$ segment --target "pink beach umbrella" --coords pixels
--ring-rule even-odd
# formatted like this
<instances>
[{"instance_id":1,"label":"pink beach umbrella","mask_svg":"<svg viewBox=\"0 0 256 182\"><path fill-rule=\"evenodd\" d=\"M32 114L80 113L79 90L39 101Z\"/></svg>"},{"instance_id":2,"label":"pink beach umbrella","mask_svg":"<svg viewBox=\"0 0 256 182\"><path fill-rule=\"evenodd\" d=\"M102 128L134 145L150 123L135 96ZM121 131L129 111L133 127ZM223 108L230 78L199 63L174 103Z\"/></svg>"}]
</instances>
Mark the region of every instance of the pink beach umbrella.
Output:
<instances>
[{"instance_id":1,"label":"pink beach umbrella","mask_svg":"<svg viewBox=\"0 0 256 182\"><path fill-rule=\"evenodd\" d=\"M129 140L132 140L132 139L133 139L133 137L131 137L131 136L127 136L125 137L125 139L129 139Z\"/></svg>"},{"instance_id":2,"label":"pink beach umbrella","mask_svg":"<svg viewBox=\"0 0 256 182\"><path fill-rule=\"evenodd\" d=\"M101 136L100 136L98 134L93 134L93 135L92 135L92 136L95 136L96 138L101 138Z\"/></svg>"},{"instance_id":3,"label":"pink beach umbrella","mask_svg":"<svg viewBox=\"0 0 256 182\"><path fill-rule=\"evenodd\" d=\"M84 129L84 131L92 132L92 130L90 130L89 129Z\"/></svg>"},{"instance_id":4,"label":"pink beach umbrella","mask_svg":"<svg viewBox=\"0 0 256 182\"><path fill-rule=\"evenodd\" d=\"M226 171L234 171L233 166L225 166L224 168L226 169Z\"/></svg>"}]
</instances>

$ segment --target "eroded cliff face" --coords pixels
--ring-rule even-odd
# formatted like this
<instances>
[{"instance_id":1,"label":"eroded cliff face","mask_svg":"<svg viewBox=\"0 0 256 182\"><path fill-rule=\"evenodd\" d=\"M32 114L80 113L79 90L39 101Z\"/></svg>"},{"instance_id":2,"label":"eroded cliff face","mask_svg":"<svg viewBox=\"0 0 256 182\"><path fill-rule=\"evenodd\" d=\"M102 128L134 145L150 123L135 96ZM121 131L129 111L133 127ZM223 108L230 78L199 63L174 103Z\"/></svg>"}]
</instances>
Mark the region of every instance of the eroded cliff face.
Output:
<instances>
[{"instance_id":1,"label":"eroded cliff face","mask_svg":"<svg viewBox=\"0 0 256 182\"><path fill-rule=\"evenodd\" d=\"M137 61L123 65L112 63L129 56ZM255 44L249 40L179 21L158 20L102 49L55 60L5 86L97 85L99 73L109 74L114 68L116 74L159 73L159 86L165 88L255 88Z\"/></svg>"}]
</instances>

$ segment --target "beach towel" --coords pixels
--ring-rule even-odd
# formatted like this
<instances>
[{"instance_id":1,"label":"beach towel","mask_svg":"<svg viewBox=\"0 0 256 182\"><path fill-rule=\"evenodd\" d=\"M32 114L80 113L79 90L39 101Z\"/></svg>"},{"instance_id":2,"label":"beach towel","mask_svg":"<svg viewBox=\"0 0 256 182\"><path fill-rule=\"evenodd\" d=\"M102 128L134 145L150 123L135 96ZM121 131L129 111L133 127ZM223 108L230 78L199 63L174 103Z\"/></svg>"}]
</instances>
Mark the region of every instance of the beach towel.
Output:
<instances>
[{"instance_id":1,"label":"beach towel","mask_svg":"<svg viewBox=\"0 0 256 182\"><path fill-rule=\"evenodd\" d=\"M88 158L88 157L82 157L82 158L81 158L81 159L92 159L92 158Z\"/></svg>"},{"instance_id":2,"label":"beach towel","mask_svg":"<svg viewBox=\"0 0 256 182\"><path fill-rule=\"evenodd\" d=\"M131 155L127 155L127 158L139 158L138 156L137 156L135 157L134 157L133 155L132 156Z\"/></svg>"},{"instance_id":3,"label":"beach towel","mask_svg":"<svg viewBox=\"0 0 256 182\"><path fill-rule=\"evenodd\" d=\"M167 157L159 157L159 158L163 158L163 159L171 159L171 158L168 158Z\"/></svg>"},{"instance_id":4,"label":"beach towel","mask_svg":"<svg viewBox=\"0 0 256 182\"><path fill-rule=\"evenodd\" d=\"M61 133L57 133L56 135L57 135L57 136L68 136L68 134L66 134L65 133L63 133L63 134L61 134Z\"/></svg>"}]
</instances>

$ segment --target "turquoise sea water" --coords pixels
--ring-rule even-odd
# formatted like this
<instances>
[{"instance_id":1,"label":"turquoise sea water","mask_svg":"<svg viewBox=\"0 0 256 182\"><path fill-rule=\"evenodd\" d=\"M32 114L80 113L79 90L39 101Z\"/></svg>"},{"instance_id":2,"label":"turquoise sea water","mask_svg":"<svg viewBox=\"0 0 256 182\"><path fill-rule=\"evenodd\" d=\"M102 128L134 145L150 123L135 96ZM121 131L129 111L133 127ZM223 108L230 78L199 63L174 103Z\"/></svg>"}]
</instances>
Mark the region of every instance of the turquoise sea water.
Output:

# YOUR TASK
How many lines in the material above contain the string "target"? Treat uppercase and lowercase as different, and reply with the number alone.

# COMPLETE OUTPUT
4